**** 本文 ****
「あんまり活きの良くないヒゲならあります」
featuring ヒゲロック



 最近、ヒゲについて考えることが多くなりました。しまけんさんのサイト「活きの良いヒゲあります」に影響を受けているという説もありますが、それ以外にも、数年ぶりに電気シェーバーを新規購入したことも関係ありそうです。

 …そんなわけで皆様こんばんは。最近かなり壊れ気味のwinterです。
 まあネコかぶってた本性が出てきただけという説もありますが。ネコ好きな女の子はすべて可愛い。これはある意味真理です。それを「しんり」と読むことも「まり」と読むことも可能なわけで。我ながらかなり飛ばしてますね。最初から。大丈夫か。


 それはともかく。

 ヒゲ問題は、多くの男性にとって避けて通れないハードルのひとつ。
 個人差が大きいので一概に語ることはできませんが、たいていの男性はその処理のために毎朝数分間、確実に時間を割いているわけです。仮に毎朝5分間×ウィークデイ5日間ヒゲを剃ったとした場合、その所要時間は1年間(52週間)では約1,300分≒21時間強に達します。なかなかバカにできない時間です。毎日毎週毎月毎年恐らく死ぬまで続くのです。死ぬ直前になって、『ガッデーム! ヒゲ剃りに費やした俺の貴重な時間を返してくれ!』と泣き叫んでも時既に遅し。Pink Floyd『狂気』収録の "Time" で歌ってたとおりなのです。

 …あれ? 今日はプログレ者ネタの日じゃないのか。


 ま、女子の皆さんが毎月何かとたいへんなのは理解しますが、男子もそれなりに毎日たいへんであることもご理解いただきたく。でもどっちがよりたいへんなんだろうか。毎月たいへんでありながら、毎日たいへんな方も体験していらっしゃる悲惨なお方がいらしたらぜひ掲示板までカキコいただきたく。しかしそれってたいへんというよりへんた…



 全然本題まで辿りつかないですね。
**** データ ****
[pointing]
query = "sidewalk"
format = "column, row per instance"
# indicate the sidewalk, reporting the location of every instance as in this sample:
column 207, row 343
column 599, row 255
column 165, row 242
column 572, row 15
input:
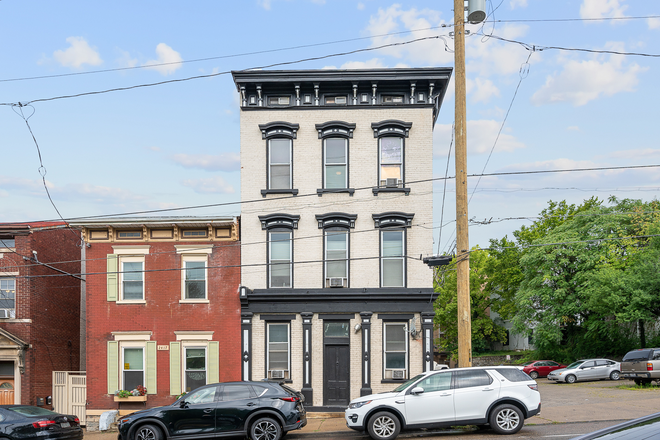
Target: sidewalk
column 561, row 403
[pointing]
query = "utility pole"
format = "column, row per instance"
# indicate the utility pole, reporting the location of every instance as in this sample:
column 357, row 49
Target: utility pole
column 462, row 240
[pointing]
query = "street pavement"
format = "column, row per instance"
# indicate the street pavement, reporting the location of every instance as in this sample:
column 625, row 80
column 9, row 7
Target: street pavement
column 596, row 401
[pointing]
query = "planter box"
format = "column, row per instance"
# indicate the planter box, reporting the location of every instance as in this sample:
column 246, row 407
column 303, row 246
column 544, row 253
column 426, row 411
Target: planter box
column 131, row 399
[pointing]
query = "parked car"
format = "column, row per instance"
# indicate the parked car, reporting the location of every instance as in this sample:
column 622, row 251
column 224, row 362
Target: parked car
column 502, row 397
column 647, row 427
column 260, row 410
column 26, row 422
column 537, row 369
column 642, row 366
column 587, row 369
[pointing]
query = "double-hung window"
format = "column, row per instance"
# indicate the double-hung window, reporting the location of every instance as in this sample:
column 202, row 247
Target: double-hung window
column 395, row 350
column 131, row 278
column 336, row 257
column 280, row 258
column 335, row 160
column 195, row 367
column 132, row 368
column 278, row 351
column 391, row 161
column 393, row 263
column 7, row 297
column 279, row 163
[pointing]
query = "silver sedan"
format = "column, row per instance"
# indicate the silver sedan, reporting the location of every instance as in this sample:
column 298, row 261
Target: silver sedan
column 587, row 369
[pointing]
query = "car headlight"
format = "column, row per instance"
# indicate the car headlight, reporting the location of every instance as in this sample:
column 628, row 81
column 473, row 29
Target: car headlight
column 355, row 405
****
課題一覧 >>
1. ヒゲについての本文では、毎朝5分間、平日5日間ヒゲを剃ると、1年間の所要時間は約何分になるとされているか。
2. ヒゲについての本文を、最後の文の続きから書き進めよ。

解答 >>
1. 約1,300分(21時間強)。

2.
 購入したのはオランダに本社がある Philips 社の Philishave "HQ6871" です。
 ちょっとヒゲ学をかじった皆さんならよくご存知のとおり、電気シェーバーには大きく2つの系統があります。

 (1) 往復式 :薄い外刃の下で内刃が往復運動を繰り返すもの。
 (2) 回転式 :内刃が回転運動するもの。

 これには一長一短があり、実際に、電気シェーバー市場を二分するブランドである BRAUN 社が往復式を、Philips 社が回転式を採用していることからも理解できるところです。BRAUN 社がドイツ、Philips がオランダの会社であることを念頭に置くと、なかなか味わい深いものが。質実剛健に往復運動を繰り返すドイツ人 vs くるくる回転運動してさまよえるオランダ人


 そうじゃなくて。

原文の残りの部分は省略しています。